== Segment start ==

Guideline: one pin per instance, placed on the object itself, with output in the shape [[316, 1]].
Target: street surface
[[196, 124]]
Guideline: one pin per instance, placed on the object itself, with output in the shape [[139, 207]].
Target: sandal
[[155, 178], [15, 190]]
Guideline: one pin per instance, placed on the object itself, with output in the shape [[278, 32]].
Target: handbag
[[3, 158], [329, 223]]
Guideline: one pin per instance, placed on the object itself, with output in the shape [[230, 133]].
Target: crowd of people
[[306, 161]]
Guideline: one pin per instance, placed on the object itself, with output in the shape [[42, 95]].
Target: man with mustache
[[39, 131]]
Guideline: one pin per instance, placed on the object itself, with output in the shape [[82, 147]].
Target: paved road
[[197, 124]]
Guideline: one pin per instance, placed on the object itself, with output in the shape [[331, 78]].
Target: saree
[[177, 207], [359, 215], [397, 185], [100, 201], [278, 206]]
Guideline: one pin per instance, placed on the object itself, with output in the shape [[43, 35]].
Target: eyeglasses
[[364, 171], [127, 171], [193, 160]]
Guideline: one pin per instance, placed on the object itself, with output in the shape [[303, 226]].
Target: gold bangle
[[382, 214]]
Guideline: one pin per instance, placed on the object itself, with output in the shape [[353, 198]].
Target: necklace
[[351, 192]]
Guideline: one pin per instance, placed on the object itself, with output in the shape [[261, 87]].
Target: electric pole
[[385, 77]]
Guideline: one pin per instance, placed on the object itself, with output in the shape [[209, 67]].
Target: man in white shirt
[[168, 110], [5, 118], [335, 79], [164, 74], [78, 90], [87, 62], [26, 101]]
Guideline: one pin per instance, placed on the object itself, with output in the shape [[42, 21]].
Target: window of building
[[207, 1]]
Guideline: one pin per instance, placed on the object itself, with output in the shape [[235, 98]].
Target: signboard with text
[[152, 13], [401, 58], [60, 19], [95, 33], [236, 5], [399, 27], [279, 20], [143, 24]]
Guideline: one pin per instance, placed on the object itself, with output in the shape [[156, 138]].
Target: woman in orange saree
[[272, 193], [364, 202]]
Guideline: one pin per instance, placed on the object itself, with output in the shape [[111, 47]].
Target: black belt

== Segment end ==

(EXERCISE GOAL): All the data above must be copied again. Leave nothing out.

(FINAL ANSWER):
Guideline: one pin per instance, placed on the object itself, with output in the shape [[316, 1]].
Target: street surface
[[196, 124]]
Guideline: one pin per instance, placed on the object itself, with output in the shape [[139, 207]].
Target: sandal
[[155, 178], [15, 190]]
Guideline: one pin per instance, placed on the object itself, with output in the shape [[278, 32]].
Target: handbag
[[3, 158], [329, 223]]
Guideline: one pin per instance, placed on the object itself, with output in the shape [[230, 133]].
Target: crowd of people
[[306, 161]]
Guideline: one pin per instance, placed on the object itself, with output in the shape [[42, 95]].
Target: man with mustache
[[39, 131]]
Guideline: one pin per instance, placed on the object itself, with output in the shape [[82, 147]].
Target: paved road
[[197, 124]]
Guideline: one pin per instance, placed on the object itself, with output in the shape [[331, 78]].
Target: saree
[[177, 207], [359, 215], [397, 185], [100, 201], [278, 206]]
Guideline: one pin per instance, placed on the object itself, with output in the shape [[43, 35]].
Target: eyeglasses
[[364, 171], [127, 171], [193, 160]]
Guideline: one pin per instance, placed on the object itself, with output in the shape [[303, 226]].
Target: gold bangle
[[382, 214]]
Guideline: one pin per instance, placed on the object itself, with output in the shape [[353, 198]].
Target: necklace
[[351, 192]]
Guideline: one pin per instance, placed on the object itself, with output in the shape [[261, 87]].
Target: electric pole
[[385, 77]]
Guideline: one pin per instance, placed on the object itself, with output in the shape [[209, 67]].
Target: man in white shirt
[[168, 110], [5, 118], [335, 79], [164, 74], [78, 90], [87, 62], [26, 101]]
Guideline: one pin per instance, placed on the object itself, with output in the shape [[42, 21]].
Target: window of building
[[207, 1]]
Guideline: one pin per instance, placed on the object itself, with output in the shape [[235, 98]].
Target: signboard with text
[[152, 13], [401, 58], [60, 19], [95, 33], [236, 5], [399, 27], [279, 20], [143, 24]]
Guideline: one pin per instance, placed on the object itself, with output in the shape [[156, 138]].
Target: woman in orange saree
[[272, 193], [364, 202]]
Guideline: one pin per instance, placed on the object itself, with output in the shape [[111, 47]].
Target: black belt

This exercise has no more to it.